Exercise requirements: In the data below, find the line containing "target: blue knit hat"; reproduce that line and all subsequent lines exactly, and nothing else.

Exercise inputs:

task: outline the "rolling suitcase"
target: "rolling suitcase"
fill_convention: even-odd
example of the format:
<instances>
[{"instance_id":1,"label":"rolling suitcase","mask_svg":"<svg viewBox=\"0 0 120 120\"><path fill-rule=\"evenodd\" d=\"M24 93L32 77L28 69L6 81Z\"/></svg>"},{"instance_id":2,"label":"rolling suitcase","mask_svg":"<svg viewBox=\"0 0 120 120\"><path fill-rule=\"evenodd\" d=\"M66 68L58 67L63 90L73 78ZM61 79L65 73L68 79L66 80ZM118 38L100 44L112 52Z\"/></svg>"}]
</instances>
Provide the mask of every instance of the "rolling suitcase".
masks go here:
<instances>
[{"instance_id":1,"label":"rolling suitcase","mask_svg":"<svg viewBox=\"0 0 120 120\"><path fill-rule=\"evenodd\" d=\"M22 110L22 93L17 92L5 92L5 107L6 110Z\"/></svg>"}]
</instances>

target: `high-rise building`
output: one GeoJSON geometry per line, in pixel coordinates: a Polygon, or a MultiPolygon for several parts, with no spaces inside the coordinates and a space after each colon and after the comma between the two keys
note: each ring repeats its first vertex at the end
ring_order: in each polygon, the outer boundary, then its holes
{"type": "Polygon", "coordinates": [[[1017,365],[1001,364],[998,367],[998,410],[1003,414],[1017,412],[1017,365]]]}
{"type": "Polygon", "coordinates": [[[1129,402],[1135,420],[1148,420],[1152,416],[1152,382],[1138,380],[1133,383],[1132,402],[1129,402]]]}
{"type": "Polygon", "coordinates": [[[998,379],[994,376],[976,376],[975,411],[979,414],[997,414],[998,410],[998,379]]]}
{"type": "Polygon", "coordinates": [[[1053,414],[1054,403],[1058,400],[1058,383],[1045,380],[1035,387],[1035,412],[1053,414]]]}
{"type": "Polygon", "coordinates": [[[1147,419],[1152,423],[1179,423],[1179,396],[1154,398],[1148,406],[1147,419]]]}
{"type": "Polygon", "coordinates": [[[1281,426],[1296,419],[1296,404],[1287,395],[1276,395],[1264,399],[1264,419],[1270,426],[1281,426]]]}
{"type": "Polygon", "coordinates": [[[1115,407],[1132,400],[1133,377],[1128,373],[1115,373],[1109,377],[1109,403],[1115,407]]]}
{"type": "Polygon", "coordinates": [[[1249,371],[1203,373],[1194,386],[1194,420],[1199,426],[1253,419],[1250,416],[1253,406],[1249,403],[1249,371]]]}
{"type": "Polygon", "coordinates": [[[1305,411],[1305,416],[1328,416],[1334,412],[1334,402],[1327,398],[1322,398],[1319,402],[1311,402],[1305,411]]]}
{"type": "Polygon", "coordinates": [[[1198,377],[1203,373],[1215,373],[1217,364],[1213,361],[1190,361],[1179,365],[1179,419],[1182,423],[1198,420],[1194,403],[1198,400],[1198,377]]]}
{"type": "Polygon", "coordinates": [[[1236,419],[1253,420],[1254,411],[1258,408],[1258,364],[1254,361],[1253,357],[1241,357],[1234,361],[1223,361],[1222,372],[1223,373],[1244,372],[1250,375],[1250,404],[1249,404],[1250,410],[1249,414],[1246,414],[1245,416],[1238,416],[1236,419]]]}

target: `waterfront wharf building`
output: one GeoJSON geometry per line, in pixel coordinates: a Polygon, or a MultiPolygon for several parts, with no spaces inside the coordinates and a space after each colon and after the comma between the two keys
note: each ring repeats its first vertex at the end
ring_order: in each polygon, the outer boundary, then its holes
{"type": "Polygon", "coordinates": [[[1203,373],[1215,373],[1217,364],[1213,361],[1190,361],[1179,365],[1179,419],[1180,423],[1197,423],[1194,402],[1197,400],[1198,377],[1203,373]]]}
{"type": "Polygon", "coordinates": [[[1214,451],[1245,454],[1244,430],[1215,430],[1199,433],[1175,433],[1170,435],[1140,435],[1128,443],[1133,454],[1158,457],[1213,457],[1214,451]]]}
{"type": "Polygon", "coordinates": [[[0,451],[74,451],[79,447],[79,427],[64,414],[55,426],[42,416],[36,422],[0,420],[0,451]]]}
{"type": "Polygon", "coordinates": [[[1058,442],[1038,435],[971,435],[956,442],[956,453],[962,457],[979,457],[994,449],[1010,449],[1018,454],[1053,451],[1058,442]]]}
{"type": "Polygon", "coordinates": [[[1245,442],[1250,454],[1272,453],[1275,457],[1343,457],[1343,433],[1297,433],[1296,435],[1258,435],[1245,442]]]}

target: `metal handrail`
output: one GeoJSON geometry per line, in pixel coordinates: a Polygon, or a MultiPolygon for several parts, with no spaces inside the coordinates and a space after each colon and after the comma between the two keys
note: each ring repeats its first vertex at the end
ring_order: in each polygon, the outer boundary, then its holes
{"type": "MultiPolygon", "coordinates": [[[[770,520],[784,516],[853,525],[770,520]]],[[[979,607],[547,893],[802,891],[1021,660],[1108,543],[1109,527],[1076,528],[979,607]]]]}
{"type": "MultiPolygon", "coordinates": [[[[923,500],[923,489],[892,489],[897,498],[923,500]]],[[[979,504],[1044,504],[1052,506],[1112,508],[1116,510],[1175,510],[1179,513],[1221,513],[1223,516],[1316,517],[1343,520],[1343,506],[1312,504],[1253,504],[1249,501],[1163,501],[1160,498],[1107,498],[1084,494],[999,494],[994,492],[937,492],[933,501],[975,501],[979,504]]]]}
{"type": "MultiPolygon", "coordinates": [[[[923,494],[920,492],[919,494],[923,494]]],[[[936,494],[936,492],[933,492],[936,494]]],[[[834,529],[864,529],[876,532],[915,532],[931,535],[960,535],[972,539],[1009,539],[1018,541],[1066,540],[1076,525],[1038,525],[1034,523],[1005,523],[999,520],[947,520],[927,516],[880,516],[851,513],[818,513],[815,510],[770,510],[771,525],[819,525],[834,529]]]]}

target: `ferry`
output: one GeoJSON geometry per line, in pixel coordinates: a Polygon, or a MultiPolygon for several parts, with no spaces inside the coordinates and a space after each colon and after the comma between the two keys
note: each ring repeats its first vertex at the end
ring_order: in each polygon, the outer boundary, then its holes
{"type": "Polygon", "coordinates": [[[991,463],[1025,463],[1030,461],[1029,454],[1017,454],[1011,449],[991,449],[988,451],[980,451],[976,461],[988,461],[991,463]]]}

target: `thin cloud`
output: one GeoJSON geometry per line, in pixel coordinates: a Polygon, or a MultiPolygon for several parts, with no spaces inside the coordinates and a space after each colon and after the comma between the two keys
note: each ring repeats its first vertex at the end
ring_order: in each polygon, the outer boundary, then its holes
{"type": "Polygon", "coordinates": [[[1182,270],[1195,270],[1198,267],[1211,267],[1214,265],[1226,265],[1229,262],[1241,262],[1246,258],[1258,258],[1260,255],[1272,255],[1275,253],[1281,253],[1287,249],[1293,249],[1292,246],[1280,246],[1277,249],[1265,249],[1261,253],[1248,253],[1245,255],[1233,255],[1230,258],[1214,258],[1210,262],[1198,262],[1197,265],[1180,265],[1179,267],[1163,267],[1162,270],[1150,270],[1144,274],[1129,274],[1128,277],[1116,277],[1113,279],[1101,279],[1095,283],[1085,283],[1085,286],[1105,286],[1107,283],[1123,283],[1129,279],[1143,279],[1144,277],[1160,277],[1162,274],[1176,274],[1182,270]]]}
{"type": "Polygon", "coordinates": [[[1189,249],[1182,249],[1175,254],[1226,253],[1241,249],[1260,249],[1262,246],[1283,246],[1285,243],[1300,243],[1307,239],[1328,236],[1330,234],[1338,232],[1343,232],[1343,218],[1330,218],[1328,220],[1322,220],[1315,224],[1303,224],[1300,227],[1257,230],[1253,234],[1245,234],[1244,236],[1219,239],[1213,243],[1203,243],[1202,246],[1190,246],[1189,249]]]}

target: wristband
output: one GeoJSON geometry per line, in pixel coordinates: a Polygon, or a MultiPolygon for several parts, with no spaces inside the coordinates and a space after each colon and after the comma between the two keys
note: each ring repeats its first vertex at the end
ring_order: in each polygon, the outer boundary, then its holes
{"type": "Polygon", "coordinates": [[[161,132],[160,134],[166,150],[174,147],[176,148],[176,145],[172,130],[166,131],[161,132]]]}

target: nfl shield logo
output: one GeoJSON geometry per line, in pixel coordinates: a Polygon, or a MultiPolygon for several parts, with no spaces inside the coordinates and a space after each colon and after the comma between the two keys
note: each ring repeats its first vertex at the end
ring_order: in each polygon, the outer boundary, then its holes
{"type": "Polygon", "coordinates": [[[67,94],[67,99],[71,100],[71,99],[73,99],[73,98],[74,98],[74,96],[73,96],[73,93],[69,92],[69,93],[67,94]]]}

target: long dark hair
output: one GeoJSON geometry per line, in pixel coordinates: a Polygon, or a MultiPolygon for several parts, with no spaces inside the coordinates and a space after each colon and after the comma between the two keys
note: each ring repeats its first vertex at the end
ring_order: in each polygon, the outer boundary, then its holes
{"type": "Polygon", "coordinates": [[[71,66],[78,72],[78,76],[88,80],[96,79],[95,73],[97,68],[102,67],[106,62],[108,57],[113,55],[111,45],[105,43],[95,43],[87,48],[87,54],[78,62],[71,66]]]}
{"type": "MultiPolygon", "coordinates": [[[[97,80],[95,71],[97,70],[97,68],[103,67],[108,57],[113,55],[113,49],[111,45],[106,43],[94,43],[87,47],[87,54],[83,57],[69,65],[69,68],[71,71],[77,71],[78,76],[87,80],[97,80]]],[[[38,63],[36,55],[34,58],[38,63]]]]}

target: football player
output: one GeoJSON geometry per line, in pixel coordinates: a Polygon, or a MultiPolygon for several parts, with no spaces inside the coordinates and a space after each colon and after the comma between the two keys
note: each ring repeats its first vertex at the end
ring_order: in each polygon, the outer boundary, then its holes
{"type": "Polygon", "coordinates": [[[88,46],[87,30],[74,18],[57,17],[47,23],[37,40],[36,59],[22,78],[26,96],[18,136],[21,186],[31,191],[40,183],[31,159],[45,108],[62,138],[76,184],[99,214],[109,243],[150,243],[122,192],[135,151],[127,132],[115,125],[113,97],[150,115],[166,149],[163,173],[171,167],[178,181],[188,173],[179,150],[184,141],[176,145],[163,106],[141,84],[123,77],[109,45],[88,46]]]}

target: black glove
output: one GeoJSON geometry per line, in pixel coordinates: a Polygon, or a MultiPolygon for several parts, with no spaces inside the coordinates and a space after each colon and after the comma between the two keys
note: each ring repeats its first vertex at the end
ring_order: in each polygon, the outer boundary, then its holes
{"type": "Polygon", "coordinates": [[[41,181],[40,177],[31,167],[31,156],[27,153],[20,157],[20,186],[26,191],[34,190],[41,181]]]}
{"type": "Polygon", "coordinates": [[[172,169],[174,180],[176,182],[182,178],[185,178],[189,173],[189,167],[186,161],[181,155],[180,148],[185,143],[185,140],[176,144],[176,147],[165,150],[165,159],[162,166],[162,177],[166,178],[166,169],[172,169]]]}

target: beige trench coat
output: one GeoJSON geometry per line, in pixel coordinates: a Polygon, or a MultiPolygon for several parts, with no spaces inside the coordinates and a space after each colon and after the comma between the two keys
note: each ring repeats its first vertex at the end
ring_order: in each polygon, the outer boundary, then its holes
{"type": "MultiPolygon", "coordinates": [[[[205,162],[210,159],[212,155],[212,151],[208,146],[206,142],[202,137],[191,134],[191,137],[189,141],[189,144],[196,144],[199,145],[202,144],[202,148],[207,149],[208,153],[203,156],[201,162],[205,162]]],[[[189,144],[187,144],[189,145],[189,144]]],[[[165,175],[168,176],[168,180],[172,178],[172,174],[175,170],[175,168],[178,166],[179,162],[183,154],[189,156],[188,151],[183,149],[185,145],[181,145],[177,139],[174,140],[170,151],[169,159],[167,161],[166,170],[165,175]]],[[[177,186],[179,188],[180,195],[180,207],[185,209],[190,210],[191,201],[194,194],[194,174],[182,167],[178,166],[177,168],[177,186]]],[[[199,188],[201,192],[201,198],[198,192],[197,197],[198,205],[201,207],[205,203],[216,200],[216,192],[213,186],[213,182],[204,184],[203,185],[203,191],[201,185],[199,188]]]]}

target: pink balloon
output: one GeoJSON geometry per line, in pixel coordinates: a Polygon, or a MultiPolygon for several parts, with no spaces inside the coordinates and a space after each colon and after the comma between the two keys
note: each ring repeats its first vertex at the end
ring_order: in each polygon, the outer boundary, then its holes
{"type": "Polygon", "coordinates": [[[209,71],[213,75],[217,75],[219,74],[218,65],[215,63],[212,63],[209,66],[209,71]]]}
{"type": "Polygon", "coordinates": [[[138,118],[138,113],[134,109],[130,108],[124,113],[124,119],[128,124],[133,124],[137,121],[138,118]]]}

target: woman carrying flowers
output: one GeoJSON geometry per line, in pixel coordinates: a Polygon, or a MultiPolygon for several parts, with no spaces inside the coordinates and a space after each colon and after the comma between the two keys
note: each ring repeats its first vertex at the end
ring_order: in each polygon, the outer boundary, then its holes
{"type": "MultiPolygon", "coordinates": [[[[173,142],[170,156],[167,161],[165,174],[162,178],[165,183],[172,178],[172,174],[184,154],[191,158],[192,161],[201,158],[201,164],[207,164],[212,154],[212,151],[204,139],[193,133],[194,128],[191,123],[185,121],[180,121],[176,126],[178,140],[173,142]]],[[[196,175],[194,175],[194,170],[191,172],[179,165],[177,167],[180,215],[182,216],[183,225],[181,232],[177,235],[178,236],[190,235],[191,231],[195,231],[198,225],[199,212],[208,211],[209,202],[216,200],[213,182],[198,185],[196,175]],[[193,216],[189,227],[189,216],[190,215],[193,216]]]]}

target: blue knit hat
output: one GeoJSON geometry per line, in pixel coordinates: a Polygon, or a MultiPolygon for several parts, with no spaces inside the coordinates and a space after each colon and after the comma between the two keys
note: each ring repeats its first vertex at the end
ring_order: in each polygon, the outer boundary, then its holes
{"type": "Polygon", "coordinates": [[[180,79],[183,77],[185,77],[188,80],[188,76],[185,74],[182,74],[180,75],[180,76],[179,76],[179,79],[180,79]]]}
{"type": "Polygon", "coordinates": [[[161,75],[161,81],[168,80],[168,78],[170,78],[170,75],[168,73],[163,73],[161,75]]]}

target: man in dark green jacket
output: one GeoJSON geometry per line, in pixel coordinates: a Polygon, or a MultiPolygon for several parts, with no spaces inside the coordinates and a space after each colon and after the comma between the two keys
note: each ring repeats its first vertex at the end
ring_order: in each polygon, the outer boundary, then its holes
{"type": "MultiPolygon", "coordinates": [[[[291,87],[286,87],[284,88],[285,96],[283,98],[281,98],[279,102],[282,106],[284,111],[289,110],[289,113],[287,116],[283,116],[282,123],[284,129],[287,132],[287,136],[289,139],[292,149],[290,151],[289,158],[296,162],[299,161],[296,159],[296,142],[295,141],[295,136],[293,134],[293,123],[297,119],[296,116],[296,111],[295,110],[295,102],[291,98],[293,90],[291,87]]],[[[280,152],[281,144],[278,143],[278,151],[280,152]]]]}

Exercise answer:
target: blue knit hat
output: one GeoJSON geometry per line, in pixel coordinates: a Polygon, or a MultiPolygon for several parts, with no spaces inside the coordinates and a space after each colon and after the comma between the two keys
note: each ring repeats its first vertex at the end
ring_order: in each polygon, the outer boundary, then its holes
{"type": "Polygon", "coordinates": [[[180,79],[183,77],[185,77],[188,80],[188,76],[185,74],[182,74],[180,75],[180,76],[179,76],[179,79],[180,79]]]}
{"type": "Polygon", "coordinates": [[[161,75],[161,81],[168,80],[168,78],[170,78],[170,75],[168,73],[163,73],[161,75]]]}

target: man in dark green jacket
output: one GeoJSON geometry per line, in pixel coordinates: a Polygon, or a MultiPolygon for several parts, with no spaces inside the coordinates and a space after each colon and after the comma between the two keys
note: each ring repeats its first vertex at the end
ring_order: in each polygon, the outer boundary, then its holes
{"type": "MultiPolygon", "coordinates": [[[[291,87],[286,87],[284,88],[285,96],[283,98],[281,98],[279,102],[282,106],[284,111],[289,110],[289,113],[287,116],[283,116],[282,123],[284,129],[287,132],[287,136],[289,139],[292,149],[290,151],[289,158],[296,162],[299,161],[296,159],[296,142],[295,141],[295,136],[293,134],[293,123],[297,119],[296,116],[296,111],[295,110],[295,102],[291,98],[293,90],[291,87]]],[[[280,152],[281,144],[278,143],[278,151],[280,152]]]]}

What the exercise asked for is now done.